What you should do: Reproduce the piece on leadership lessons from Washington, everything from "Whatever your political" down to "in their budget?".

Leadership Lessons We’re Learning from Washington D.C.
Whatever your political persuasion, I’m sure you heard the update on the Fiscal Cliff and the decisions congress voted to make as this last fiscal year ended. Our debt is at an all time high. No other country comes close. It’s especially interesting to me when you compare what congress did to the typical family in the U.S. or even worse, when you compare it to a college student. What if students had the same over-spending habits that congress practiced in their budget?
Budget Spending by the US Government:
- U.S. Tax revenue: $2,170,000,000,000
- Fed budget: $3,820,000,000,000
- New debt: $ 1,750,000,000,000
- National debt: $14,271,000,000,000
- Recent budget cuts: $ 38,500,000,000
Now, remove 8 zeroes and pretend it’s a college student’s budget:
- Annual income: $21,700
- Money the student spent: $38,200
- New debt on the credit card: $17,500
- Outstanding balance on the credit card: $142,710
- Total budget cuts: $385
To be perfectly honest with you, we can learn some potent leadership lessons from what’s happening in Washington D.C. In all due respect to all three branches of our government, we now see some vivid illustrations of what NOT TO DO as a leader. Here are three fundamental issues and how our government leaders have failed to practice good, healthy leadership:
1. Trust and Betrayal
Leadership operates on the basis of trust. Think about it. Team members follow a leader only as far as they trust them. The American people trusted the congress to guide them well, not lead them to a cliff. The congress now has an 18% approval rating. Why? They have not done their job yet still insist on working about a third of the year, and enjoy more perks that ever.

(Examples of point labeling)
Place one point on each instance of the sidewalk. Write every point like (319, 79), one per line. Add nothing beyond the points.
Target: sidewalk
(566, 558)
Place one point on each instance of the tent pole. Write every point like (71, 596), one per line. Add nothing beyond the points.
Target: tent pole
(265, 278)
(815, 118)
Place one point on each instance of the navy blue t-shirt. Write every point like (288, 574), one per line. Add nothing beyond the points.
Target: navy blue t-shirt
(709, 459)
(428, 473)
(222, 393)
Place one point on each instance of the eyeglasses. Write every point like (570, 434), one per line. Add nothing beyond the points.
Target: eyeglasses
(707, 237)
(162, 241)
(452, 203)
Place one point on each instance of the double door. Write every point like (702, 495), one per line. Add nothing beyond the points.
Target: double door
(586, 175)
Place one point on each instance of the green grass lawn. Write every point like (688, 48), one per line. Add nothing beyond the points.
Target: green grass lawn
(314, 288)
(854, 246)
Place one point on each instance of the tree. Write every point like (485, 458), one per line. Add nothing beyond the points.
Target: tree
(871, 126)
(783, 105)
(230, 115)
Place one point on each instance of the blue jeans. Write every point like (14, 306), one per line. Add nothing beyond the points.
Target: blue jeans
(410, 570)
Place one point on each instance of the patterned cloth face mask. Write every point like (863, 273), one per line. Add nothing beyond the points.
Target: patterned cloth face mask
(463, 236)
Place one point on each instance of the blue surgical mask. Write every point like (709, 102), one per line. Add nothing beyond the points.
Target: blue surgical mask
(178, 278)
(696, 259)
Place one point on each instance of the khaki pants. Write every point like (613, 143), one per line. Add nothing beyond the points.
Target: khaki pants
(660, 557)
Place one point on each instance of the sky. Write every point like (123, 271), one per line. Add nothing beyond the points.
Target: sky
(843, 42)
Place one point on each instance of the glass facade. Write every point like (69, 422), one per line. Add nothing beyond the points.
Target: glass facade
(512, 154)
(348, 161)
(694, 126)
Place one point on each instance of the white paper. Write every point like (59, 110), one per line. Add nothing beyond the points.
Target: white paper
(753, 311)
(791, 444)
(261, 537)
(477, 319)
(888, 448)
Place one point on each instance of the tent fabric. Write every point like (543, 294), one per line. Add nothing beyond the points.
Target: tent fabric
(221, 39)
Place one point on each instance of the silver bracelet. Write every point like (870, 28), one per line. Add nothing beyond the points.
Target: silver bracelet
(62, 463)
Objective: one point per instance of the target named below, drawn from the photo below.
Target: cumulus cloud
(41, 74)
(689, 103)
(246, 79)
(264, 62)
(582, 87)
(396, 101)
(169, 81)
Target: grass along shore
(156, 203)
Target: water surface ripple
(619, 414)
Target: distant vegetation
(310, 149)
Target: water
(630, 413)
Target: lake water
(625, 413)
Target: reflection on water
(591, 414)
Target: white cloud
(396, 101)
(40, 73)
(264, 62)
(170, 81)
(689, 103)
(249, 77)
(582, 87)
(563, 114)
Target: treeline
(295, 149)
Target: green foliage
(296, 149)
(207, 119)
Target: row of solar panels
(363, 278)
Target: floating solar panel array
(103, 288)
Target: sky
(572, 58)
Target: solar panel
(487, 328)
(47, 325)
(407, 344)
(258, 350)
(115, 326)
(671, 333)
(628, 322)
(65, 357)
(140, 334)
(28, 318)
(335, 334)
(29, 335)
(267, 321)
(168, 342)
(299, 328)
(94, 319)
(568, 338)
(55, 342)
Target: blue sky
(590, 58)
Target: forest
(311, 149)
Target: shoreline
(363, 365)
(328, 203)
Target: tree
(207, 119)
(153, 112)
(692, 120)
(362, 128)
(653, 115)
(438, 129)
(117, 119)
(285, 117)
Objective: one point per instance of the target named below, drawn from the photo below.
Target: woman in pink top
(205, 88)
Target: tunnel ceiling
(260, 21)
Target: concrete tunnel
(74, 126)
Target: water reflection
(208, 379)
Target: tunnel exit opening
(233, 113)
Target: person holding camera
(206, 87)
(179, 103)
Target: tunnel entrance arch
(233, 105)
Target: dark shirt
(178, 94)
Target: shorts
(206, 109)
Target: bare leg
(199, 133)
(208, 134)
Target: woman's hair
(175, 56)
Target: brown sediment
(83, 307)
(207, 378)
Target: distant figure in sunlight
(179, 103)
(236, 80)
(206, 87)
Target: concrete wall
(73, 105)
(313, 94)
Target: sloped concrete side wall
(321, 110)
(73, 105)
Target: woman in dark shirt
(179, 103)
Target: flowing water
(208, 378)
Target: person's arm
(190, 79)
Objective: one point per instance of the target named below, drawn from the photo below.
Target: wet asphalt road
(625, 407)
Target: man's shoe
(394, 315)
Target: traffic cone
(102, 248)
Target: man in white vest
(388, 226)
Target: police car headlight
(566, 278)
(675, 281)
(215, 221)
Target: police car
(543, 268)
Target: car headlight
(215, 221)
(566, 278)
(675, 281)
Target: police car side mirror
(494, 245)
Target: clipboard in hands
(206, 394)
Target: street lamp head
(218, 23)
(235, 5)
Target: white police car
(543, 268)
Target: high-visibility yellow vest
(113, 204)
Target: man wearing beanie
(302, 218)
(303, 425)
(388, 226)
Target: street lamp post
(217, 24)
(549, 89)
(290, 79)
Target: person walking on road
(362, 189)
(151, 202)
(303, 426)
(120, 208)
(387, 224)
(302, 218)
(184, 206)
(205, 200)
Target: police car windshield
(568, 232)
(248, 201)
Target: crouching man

Exercise solution:
Whatever your political persuasion, I’m sure you heard the update on the Fiscal Cliff and the decisions congress voted to make as this last fiscal year ended. Our debt is at an all time high. No other country comes close. It’s especially interesting to me when you compare what congress did to the typical family in the U.S. or even worse, when you compare it to a college student. What if students had the same over-spending habits that congress practiced in their budget?